## ARTICLE

Waving the White Flag

white_flag_tattered

Image credit: Neil Wykes on Flickr

I’ve given up. Given in. Surrendered.

At the end of December I saw the info about January’s National Blog Posting Month, in which the goal is to post every day for the month. Like the impulsive git I am, I signed up.

I immediately knew it was dumb. That this, of all times, isn’t the right time for me to be able to do that. But I saw a comment from someone who had done this previously, and she indicated she’d found it really helped her writing. Like the glutton for punishment I am, I thought that sounded great.

The thing is, it was great. Even though I only lasted 10 days (9? not long anyway) I actually really liked it. It did help me think about writing in different ways and I enjoyed the challenge. But the other night I called it quits. I admitted what I had known was coming, took a deep breath and packed it in.

Life is a little easier now, and I feel less like my head is going to explode every night. I’m going to bed at a decent time and getting up earlier to have extra cuddles and cartoons or to go to the gym in the morning.

But I’ve lost momentum, and my writing mojo. I no longer know what to say. I’ll find my groove again, I’m sure, and go back to posting a reasonable amount and focusing on what I really want to share.

But for now I’m waving the white flag.

Dear Had-Enough Girl

Last Wednesday was not a good day. In fact it was a bad day. A terrible, horrible, no good, very bad day.*

By that point we had been in our new house for a week and a half. We had no furniture except the bed we’d bought when we got here and while hanging out in an empty house with no furniture sounds kind of fun, it’s only actually fun for about a day and a half.

The people who lived here before us had a cat. A big, hairy one. I like cats, but I’m horribly allergic to them so being in the vicinity of a cat (or the evidence of a cat) for a prolonged period makes me fairly cranky. And this cat left evidence. There was cat hair everywhere, which we attempted to resolve by vacuuming and steam cleaning the carpets. And washing the windows because there was cat hair stuck to them. But then we discovered that the washing machine and dryer here do a lovely job of pasting cat hair to our clothes, and that was really the last straw.

By last Wednesday I was beyond cranky. I was downright miserable, and making life downright miserable for the two boys and one dog who live with me.

I had been trying to stave off the rage by tromping through snow and chasing sunsets but on Wednesday it wasn’t working. I was sick of the cat hair. I was sick of not having enough cutlery and enough towels. I was sick of someone else’s washer and dryer and desperately wanted to get our new ones delivered already.

I’d had enough.

## PROMPT 1
According to the blog excerpt, how long had the writer been in the new house by last Wednesday?
## PROMPT 2
Reproduce the part of the blog excerpt starting at "Life is a little" and ending at "the white flag.".
## PROMPT 3
Continue the blog excerpt about settling into the new house, picking up after its final line.
The items are separate material and have no connection to the blog excerpt.

## DATA LISTING
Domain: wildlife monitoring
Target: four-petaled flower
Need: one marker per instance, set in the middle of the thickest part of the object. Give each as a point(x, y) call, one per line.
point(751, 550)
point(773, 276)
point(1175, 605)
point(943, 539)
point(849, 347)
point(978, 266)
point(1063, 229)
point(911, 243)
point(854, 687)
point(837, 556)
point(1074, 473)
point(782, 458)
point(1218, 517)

## WRITTEN REPLY 1
A week and a half.

## WRITTEN REPLY 2
Life is a little easier now, and I feel less like my head is going to explode every night. I’m going to bed at a decent time and getting up earlier to have extra cuddles and cartoons or to go to the gym in the morning.

But I’ve lost momentum, and my writing mojo. I no longer know what to say. I’ll find my groove again, I’m sure, and go back to posting a reasonable amount and focusing on what I really want to share.

But for now I’m waving the white flag.

## WRITTEN REPLY 3
And then—as it is wont to do—the Universe intervened.

First, a bit of backstory: Several months ago I subscribed to Daily Truths from the Brave Girls Club. (They’re called “A little bird told me…” How perfect is that?) More frequently than I would have expected that daily truth hit on exactly the thing I was struggling with. But then for some reason I stopped getting them. I tried to resubscribe but no dice. With everything else going on I didn’t worry about it, especially since I caught some of them on Facebook.

Anyway, on Wednesday evening, as I was starting to wonder exactly how hard it would be to invent a fast forward button for the bits of life I really didn’t want to have to live through, I saw one of those daily truths on Facebook. I normally skip over those when I’m in a bad mood, but I clicked on that one.

Those who wish to sing always find a song.

Artist: Sally Rose

“Dear Had-Enough Girl,” it said, and I knew it was talking to me.

“First, just take a second and breathe, ok?…deep deep deeply breathe in and out. Close your eyes for a second and remember that it’s ok if you feel completely overwhelmed at the tasks that are ahead for you… It’s okay if you want to throw a fit some days and let someone else be in charge. 

So do it…throw a fit for a few minutes.”

I love unexpected messages that completely enable me.

And then kick me me in the pants.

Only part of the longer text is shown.